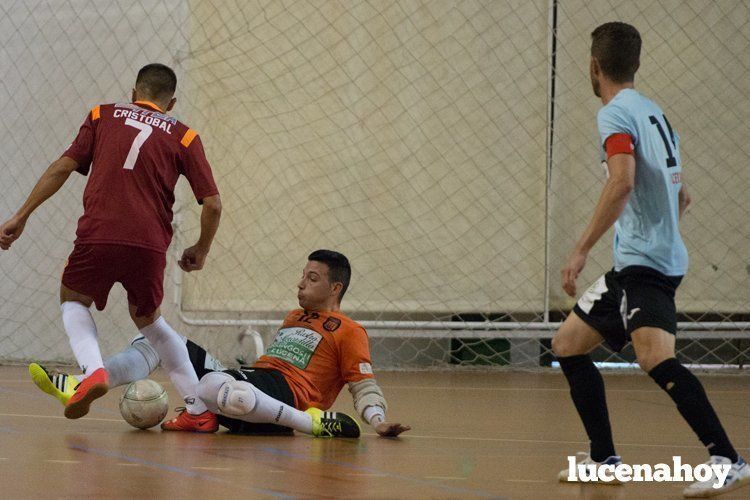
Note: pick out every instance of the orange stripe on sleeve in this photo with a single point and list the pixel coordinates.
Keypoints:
(188, 137)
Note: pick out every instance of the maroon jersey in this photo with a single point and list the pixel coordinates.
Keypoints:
(133, 154)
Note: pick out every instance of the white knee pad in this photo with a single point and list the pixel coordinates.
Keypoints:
(148, 352)
(236, 398)
(208, 389)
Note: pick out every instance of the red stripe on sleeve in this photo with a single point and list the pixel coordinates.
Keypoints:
(619, 144)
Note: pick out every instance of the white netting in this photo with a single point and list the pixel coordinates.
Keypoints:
(412, 136)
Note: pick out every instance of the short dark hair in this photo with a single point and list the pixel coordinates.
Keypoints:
(339, 270)
(617, 48)
(157, 81)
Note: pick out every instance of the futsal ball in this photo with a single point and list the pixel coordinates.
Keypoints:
(144, 404)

▬▬▬▬▬▬▬▬▬▬

- _HOW TO COMPLETE THIS TASK_:
Looking at the records, report the number of lines that hold the string "white", with no other text.

- _SOLUTION_:
2